== Kutipan Teks ==
Menuju konten utama

Orang Indonesia yang Berpuasa dan Berjilbab di Rusia

Ramadan tahun ini, Rusia menjadi salah satu negara dengan waktu puasa terpanjang, 19,5 hingga 20 jam. Untungnya tahun ini tak bertepatan dengan musim panas.

Orang Indonesia yang Berpuasa dan Berjilbab di Rusia
Infografik Kenangan ramadan di rusia 2017

tirto.id - Sudah hampir tiga tahun Agnes Harvelian, seorang mahasiswa Indonesia, hidup di Rusia. Agnes sedang melanjutkan studi hukum di Far Eastern Federal University, Vladivostok—kawasan Timur Rusia yang berbatasan dengan Korea Utara.

Di Rusia, ada sekitar 15 sampai 20 juta penduduk yang beragama Islam. Jumlah itu mencapai sekitar 5-6 persen dari total populasi negara itu berdasarkan sensus 2010. Namun, menjalani hidup sebagai pemeluk agama Islam di Rusia tidaklah mudah. Apalagi bagi mereka yang menggunakan atribut agama, seperti jilbab.

Agnes adalah salah satu dari segelintir perempuan berjilbab di Vladivostok. Berbagai kekerasan verbal, kecurigaan tak mendasar, hingga pandangan sinis sudah seperti makanan sehari-hari bagi Agnes.

“Kalau di dunia akademik seperti di kampus, sih, aman-aman aja, tapi kalau di tempat umum, ya, memang agak berat,” kata Agnes saat bercerita lewat telepon, Senin (29/5).

Banyak teman-teman Agnes yang takut memakai jilbabnya ketika berada di luar kampus. Di luar lingkungan kampus, Agnes beberapa kali mendapat kekerasan verbal. Ia pernah diteriaki dengan nada marah dan mengejek. Ia juga sering diperiksa berlebihan oleh petugas keamanan ketika memasuki tempat-tempat umum, seperti tempat wisata, bahkan restoran dan cafe.

“Jadi ke mana-mana selalu diperiksa dan dicurigai oleh satpam. Bawa tas kecil aja diperiksa,” kata Agnes.

Awalnya ia kaget dengan perlakuan semacam itu. Tetapi semakin lama, ia semakin terbiasa dan memahami ketakutan penduduk setempat. Meski begitu ia tak gentar. Agnes tetap memakai jilbabnya di dalam maupun di luar kampus. Ia membiarkan saja pemeriksaan-pemeriksaan yang berlebihan itu. Agnes mau membuktikan bahwa perempuan berjilbab tidak berbahaya.

20 Jam Berpuasa

Tahun ini menjadi Ramadan ketiga bagi Agnes di Vladivostok, dan mungkin akan menjadi Ramadan terakhirnya di kota itu. Sebab dua atau tiga bulan lagi, ia akan menyelesaikan studinya dan kembali ke Indonesia.
===
Kerjakan Tugas Berikut
1 > Di universitas mana Agnes Harvelian melanjutkan studi hukum menurut artikel tentang berpuasa di Rusia?
2 > Tuliskan lanjutan artikel tentang berpuasa di Rusia, dimulai setelah kalimat terakhir yang ditampilkan.
Materi yang menyertai tidak digunakan sama sekali di sini.
== Bagian Dataset ==
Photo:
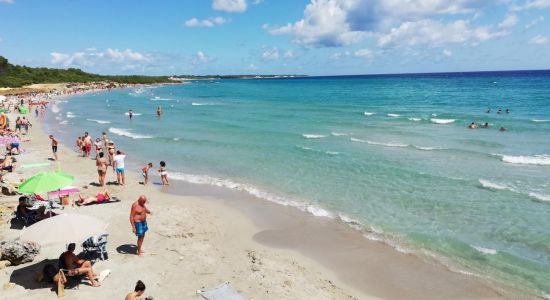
===
Jawaban
1 > Di Far Eastern Federal University, Vladivostok.

2 >
Agnes masih ingat saat pertama kali menjalankan puasa di Rusia. Tahun 2015, Ramadan di Rusia bertepatan dengan libur musim panas. Waktu puasa yang panjang, hampir 20 jam, membuat Agnes menghabiskannya dengan istirahat dan tidur. Saat itu tubuhnya belum terbiasa, ia juga khawatir tidak kuat puasa kalau melakukan banyak aktivitas.

Kalau di Indonesia ia biasanya sahur jam 4 pagi dan berbuka sekitar jam 6 malam. Di Validivostok ia harus sahur sekitar jam 3 pagi dan berbuka jam 10 malam. Setelah berbuka, masih ada ritual salat tarawih dan witir yang biasanya selesai jam 1 pagi, hanya berselang dua jam dari waktu sahur berikutnya. Alhasil, Agnes biasanya hanya minum ketika sahur lantaran masih kenyang setelah berbuka.

Pada tahun ke dua, Agnes mulai terbiasa. Ia sudah kuat berpuasa dengan aktivitas padat di kampus. Tahun ini rentang waktu puasa di Rusia masih sekitar 19,5 hingga 20 jam. Namun, ia akan terasa lebih ringan bagi Agnes, karena bertepatan dengan musim yang dingin sehingga cairan tubuhnya tak cepat terkuras.

Waktu puasa yang panjang, otomatis mengurangi jam tidur di malam hari. “Biasanya, sih, enggak tidur dari buka sampai sahur, tidurnya setelah sahur,” kata Agnes. Selama Ramadan tahun lalu dan tahun ini, ia hanya tidur sekitar empat hingga lima jam sehari.

Kalau Ramadan bertepatan dengan musim dingin, waktu puasa akan sangat pendek di Rusia, yakni 10 jam saja. Sayangnya, Agnes belum pernah merasakan Ramadan musim dingin di negara itu. Meski begitu, Agnes memanfaatkan waktu magrib yang lebih cepat selama musim dingin untuk mengganti puasa yang bolong selama Ramadan.

Mencari Makanan Halal

Tantangan lain menjadi Muslim di Rusia adalah sulitnya mencari makanan halal. Pilihannya masak sendiri, atau makan di restoran vegetarian.

“Hampir 85 persen restoran pasti ada pork-nya,” ujar Agnes. Sebagai muslim, Agnes tentu dilarang menyantap makanan olahan daging babi (pork).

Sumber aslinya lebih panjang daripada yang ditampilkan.